This is the best set of exercises you’ll ever learn. The Poetry Muscle exercises known as Meter Kegels have many advantages. They are best known to help strengthen and tone the whole poetic floor to prevent things like linguistic incontinence during middle age. But they are also the secret to Pompoir, turning oneself on inspirationally, and better poetic orgasms. Pompoir is the art of "milking" the Hearer (inner and/or outer ears) of your reader. These exercises tighten the whole PM (Poetic Meter) muscle group and result in you having control of your poetic muscles to add to you and your reader’s poetic experience during poetry reading/hearing.

When your meter muscles get regular and varied exercise you will find that it actually turns you on poetically. You will better be able to identify and distinguish your lyric G-spot and Poetic Ear muscles. As you perfect these exercises and strengthen the muscles you’ll begin to notice that you can isolate distinctly separate groups of metrical muscles in your poetic floor, including your dactylic, anapestic, trochaic, and iambic muscles. This kind of awareness enables you to isolate your poetic clitoris, for instance, and stimulate yourself poetically at any time. It’s an excellent trick for getting yourself "juiced up" for a hot inspirational experience or important occasional poem. You may even be able to train yourself to have amazing poetic orgasms in this manner. Meter exercises increase blood flow to the poetic region, which aids in the increased flow of inspiration and helps engorge the creative area. With increased blood supply and stronger muscles we prep ourselves for better, stronger and more amazing poetic orgasms. Our lyric G-spot is directly energized and stimulated.

Given exercise: Quote the passage on meter exercises word for word, covering the stretch from "This is the" through "during poetry reading/hearing.".

Stored items:
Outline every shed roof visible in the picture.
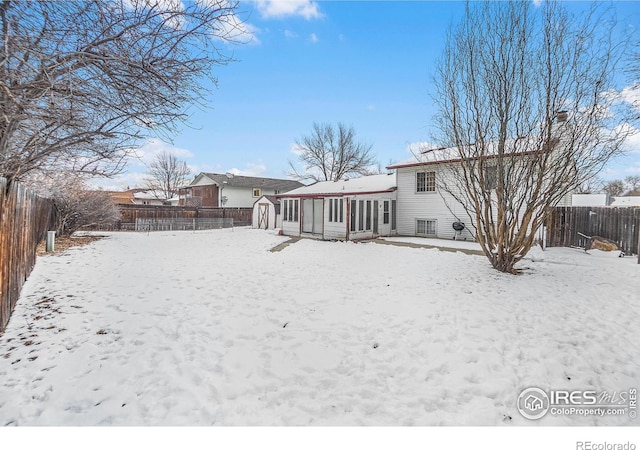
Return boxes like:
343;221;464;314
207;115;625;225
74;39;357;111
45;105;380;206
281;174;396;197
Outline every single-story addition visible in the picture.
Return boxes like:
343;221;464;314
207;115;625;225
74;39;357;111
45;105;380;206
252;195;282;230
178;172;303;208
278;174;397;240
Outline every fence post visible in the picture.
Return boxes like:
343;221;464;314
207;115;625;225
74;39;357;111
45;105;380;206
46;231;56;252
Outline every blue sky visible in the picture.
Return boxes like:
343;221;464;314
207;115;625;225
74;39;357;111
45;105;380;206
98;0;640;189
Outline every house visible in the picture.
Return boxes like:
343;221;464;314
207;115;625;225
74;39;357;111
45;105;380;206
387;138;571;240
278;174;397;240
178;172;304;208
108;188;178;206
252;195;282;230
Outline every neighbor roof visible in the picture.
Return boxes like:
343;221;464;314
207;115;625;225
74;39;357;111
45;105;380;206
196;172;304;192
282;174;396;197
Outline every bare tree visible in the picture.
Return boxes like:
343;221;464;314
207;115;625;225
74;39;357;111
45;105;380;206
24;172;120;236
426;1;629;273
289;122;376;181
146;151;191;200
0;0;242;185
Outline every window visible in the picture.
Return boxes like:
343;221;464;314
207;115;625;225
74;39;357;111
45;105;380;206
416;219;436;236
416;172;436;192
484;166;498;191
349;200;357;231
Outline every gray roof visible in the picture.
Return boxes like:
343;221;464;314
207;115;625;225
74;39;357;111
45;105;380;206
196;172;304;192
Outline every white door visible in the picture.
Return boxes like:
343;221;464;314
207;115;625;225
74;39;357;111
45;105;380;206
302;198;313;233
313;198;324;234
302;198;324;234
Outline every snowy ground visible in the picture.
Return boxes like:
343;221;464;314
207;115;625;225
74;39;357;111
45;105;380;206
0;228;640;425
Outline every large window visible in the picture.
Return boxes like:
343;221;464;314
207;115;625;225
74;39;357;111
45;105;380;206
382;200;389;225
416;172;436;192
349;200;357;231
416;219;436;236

Answer to the problem:
This is the best set of exercises you’ll ever learn. The Poetry Muscle exercises known as Meter Kegels have many advantages. They are best known to help strengthen and tone the whole poetic floor to prevent things like linguistic incontinence during middle age. But they are also the secret to Pompoir, turning oneself on inspirationally, and better poetic orgasms. Pompoir is the art of "milking" the Hearer (inner and/or outer ears) of your reader. These exercises tighten the whole PM (Poetic Meter) muscle group and result in you having control of your poetic muscles to add to you and your reader’s poetic experience during poetry reading/hearing.